DO THIS:
Extract everything from the start of the material down through the line containing "column 1115, row 325", and reproduce those lines word for word.
***** RECORDED INFORMATION *****
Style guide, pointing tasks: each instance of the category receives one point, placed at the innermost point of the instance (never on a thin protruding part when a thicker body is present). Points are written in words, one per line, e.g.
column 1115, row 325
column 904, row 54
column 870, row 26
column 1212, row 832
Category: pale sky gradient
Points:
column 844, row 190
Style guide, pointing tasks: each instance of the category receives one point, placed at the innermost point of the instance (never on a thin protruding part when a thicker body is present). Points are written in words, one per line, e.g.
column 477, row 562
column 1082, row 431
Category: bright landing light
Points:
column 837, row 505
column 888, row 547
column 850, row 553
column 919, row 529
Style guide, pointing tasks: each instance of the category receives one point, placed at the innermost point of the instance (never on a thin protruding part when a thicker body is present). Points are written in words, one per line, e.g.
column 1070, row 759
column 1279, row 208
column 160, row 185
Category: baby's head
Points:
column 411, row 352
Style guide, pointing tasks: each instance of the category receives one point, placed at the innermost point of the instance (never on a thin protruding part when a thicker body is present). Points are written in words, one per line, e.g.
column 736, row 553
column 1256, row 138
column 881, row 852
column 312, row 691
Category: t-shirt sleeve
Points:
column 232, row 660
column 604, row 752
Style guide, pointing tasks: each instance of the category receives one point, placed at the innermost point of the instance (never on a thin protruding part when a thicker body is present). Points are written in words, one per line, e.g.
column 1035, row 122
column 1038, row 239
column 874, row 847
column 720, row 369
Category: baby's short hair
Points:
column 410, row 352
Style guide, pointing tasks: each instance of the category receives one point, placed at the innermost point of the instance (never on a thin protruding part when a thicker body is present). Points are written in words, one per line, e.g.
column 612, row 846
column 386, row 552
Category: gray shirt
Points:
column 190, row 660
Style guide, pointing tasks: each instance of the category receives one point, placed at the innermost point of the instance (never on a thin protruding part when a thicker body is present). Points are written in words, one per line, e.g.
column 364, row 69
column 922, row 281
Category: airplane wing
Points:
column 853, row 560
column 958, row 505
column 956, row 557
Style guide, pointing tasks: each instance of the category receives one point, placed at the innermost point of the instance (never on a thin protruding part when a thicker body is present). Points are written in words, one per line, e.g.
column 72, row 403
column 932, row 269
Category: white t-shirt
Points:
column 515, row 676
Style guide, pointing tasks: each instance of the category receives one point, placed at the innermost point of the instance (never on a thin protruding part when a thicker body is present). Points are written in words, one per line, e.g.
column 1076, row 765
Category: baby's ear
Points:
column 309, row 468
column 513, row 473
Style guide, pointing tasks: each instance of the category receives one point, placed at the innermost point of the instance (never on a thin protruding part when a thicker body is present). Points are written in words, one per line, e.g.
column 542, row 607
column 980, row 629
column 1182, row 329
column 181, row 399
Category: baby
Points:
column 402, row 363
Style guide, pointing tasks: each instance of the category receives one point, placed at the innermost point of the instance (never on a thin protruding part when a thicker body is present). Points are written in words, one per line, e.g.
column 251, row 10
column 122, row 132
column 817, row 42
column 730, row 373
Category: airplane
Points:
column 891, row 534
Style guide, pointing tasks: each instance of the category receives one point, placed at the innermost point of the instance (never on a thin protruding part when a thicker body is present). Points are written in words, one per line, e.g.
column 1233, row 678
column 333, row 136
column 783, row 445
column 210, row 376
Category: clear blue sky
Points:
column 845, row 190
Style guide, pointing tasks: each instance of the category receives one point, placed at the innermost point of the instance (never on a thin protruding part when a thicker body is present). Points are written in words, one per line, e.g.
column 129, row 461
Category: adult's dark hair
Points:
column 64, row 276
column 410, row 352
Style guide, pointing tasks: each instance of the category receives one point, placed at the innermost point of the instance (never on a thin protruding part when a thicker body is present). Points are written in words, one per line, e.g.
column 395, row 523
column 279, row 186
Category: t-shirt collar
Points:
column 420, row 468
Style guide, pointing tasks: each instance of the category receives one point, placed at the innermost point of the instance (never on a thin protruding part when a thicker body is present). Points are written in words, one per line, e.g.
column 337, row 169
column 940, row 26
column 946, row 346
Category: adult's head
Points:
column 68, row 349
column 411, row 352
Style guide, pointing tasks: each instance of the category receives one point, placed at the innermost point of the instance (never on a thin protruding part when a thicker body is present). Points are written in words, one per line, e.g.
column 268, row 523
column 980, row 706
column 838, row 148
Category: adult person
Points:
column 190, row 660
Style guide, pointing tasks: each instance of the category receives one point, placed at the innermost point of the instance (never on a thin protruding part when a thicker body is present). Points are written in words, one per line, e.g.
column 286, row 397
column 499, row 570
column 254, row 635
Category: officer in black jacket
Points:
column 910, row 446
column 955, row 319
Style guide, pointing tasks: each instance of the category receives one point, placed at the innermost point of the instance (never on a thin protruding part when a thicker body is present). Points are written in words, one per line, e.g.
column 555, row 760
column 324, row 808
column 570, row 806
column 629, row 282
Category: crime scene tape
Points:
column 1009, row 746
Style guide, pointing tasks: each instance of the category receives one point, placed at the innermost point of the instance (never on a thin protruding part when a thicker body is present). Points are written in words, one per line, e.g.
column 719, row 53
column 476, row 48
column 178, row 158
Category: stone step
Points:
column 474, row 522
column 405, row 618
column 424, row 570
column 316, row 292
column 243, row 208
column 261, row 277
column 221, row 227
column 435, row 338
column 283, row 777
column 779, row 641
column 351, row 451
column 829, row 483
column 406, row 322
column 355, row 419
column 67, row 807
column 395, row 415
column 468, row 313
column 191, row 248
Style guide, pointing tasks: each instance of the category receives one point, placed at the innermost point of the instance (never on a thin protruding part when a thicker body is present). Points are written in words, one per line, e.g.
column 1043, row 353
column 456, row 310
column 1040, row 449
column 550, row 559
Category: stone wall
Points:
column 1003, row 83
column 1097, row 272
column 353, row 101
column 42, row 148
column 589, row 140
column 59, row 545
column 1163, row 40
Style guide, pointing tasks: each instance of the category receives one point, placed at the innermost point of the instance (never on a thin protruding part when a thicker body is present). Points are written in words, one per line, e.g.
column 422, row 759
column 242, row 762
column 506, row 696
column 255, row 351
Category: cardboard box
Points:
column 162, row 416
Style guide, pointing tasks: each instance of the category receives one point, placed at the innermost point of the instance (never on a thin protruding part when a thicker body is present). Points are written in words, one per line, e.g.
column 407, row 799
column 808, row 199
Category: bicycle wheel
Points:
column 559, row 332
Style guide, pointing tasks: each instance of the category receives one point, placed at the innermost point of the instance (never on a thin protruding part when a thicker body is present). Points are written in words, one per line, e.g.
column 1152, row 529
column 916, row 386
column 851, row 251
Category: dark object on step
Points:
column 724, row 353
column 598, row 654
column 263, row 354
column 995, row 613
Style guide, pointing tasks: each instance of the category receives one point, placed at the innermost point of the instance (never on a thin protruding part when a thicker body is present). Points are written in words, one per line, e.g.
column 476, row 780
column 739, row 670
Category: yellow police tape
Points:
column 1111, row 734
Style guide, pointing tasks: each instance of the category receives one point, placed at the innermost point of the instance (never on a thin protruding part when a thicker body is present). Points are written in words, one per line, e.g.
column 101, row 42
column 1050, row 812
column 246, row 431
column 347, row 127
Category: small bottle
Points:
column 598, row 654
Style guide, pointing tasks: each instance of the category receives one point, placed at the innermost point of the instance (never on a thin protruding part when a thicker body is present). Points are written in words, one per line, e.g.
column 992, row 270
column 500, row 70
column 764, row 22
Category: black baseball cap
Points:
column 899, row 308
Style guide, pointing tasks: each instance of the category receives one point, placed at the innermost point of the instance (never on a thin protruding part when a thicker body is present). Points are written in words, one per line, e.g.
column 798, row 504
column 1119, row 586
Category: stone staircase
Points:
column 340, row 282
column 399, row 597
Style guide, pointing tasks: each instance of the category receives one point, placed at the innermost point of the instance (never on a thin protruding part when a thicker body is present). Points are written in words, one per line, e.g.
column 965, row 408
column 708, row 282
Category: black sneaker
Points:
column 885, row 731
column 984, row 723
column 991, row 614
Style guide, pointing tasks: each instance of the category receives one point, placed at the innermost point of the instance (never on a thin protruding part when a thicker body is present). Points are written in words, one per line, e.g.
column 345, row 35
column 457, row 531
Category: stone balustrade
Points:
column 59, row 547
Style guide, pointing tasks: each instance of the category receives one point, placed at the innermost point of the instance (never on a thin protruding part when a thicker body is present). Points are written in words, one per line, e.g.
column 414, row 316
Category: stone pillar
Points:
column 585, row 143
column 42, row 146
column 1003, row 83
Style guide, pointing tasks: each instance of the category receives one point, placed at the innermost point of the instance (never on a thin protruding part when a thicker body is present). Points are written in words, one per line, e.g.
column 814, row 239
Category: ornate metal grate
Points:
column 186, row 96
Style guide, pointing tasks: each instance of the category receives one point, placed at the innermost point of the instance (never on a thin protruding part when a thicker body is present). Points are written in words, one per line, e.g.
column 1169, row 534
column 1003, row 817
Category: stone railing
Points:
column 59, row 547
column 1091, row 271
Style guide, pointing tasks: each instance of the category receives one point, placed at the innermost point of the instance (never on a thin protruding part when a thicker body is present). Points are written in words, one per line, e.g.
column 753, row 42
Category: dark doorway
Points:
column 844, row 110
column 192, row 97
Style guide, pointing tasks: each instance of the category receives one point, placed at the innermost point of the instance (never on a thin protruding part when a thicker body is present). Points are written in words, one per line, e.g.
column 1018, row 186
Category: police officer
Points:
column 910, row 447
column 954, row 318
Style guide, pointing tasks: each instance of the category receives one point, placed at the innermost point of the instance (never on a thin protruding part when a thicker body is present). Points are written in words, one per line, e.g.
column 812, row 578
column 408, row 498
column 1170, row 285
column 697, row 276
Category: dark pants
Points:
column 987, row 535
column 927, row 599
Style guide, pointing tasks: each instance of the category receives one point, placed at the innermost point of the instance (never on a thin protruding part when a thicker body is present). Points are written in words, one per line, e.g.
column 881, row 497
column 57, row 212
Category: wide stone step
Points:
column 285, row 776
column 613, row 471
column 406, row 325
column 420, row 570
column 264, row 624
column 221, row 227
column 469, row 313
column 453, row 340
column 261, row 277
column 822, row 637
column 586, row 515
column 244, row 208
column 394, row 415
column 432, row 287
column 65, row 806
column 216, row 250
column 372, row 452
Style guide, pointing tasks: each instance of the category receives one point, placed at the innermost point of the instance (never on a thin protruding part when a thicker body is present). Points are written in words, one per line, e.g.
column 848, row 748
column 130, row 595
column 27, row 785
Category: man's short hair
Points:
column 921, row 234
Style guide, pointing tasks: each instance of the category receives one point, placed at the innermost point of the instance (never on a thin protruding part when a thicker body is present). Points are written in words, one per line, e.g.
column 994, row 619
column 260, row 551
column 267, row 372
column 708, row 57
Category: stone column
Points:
*****
WRITTEN REPLY:
Style guide, pointing tasks: each instance of the category receives one point, placed at the innermost point of the instance (never on a thin protruding part when a thicker body is present). Points are written in words, one per line, e.g.
column 1115, row 325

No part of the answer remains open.